* [Text passage]:

The name Glutenfreelandia was inspired by the medieval feminist Christine de Pizan’s The Book of the City of Ladies (Le Livre de la Cité des Dames), which I read during my freshman year of college. I will never forget when we were asked as a class where this “city of the ladies” actually existed. The answer? The book itself was such city.
Your host of Glutenfreelandia (Anne Marie) is celiac, mom of a celiac girl (Tamara, ten), mom of a GF-compatible boy (Danny, thirteen) and wife of a very tolerant and supportive husband (Mario, age not disclosed!). Here’s a picture of us from a few years ago, closer to when I was first diagnosed with celiac disease at age 40.
Danny has the celiac gene, but he does not have the antibodies in his blood – he also had a few endoscopies over time to double check – and therefore does not have celiac disease. Yet, at least, and hopefully never. Here’s a link to U. Chicago’s CDC for the scoop on screening: click here. More info on this topic to come in later posts.
And here we are in Glutenfreelandia, a truly safe place for celiacs and others that only exists where we ourselves create it.

(Source data)
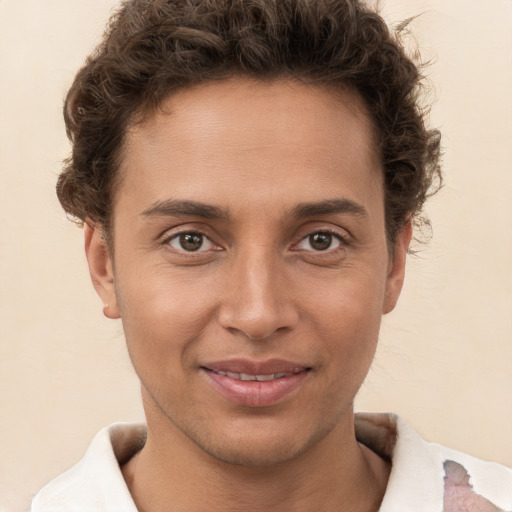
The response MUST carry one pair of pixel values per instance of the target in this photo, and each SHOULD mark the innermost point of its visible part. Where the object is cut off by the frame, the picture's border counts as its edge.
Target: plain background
(445, 355)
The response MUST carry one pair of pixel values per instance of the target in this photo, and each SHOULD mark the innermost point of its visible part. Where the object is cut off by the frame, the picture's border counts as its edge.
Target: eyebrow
(172, 207)
(329, 207)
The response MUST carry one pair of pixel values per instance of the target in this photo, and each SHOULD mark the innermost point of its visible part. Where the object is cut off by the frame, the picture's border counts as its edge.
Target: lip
(256, 393)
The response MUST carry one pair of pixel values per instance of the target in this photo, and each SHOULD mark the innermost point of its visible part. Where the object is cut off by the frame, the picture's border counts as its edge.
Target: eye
(320, 241)
(191, 242)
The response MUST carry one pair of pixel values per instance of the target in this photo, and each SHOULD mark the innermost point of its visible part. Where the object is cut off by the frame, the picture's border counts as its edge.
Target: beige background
(445, 357)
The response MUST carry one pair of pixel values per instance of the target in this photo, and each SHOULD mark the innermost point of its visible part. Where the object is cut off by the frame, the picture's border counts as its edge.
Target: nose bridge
(257, 302)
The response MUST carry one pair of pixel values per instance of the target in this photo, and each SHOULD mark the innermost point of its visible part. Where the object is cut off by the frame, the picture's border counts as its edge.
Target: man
(249, 174)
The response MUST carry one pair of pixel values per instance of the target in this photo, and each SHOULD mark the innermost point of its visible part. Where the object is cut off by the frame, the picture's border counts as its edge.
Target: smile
(260, 378)
(256, 384)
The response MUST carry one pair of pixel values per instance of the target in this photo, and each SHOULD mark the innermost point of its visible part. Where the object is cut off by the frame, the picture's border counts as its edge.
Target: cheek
(163, 315)
(349, 316)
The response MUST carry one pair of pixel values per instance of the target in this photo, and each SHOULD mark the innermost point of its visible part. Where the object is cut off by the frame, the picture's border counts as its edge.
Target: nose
(258, 301)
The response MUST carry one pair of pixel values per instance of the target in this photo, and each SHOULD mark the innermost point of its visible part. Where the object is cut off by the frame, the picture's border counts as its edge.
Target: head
(248, 172)
(154, 48)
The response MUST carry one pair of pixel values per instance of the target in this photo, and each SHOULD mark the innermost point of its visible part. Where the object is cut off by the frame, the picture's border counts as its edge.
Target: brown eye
(320, 241)
(191, 242)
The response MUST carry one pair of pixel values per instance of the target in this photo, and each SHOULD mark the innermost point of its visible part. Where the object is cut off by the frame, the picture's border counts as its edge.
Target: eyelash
(343, 242)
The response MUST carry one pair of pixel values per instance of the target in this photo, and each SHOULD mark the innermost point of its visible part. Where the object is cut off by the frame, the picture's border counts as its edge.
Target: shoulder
(428, 476)
(95, 483)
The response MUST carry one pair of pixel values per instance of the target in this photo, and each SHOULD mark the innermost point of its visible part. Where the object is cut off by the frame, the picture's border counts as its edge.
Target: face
(250, 265)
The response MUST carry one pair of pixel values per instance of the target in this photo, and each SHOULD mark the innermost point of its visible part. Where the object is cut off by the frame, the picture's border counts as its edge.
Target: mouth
(256, 384)
(259, 378)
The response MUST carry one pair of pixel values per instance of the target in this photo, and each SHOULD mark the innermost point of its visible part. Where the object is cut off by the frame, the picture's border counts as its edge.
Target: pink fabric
(458, 492)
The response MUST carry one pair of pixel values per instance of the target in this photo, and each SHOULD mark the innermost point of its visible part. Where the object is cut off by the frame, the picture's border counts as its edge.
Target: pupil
(191, 241)
(320, 241)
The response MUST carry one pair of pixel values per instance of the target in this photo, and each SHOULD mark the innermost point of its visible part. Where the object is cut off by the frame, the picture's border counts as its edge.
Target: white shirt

* [Directions]:
A – In the Glutenfreelandia passage, what book inspired the name Glutenfreelandia?
B – Please continue the Glutenfreelandia passage from its final sentence onward.

* [Per-task answers]:
A – Christine de Pizan's The Book of the City of Ladies (Le Livre de la Cité des Dames).

B –
Questions and concerns welcome. I will try to respond within the week, if not sooner. You can reach me at email@example.com.
Note: You may be asking yourself, “And how is this blogger an expert in celiac disease?” I’m not. I have no medical degree or nutritionist certification. What I know how to do is listen to the signals my own (celiac) body gives me, ask lots of questions, do research and take nothing for granted. My law background helps, and I also have enough connections in the celiac and medical communities that I know whom to ask when I get stumped. That said, I am still learning myself, as I will readily admit to anyone who asks.
Then again, anyone who is not “still learning” probably doesn’t know what he/she doesn’t know. Celiac disease is still widely misunderstood with no cure in sight, so we are all seeking wisdom that will help us live with it and live well. And like other aspects of nutrition and human biology, what we learn each day on the celiac front just may help everyone else too.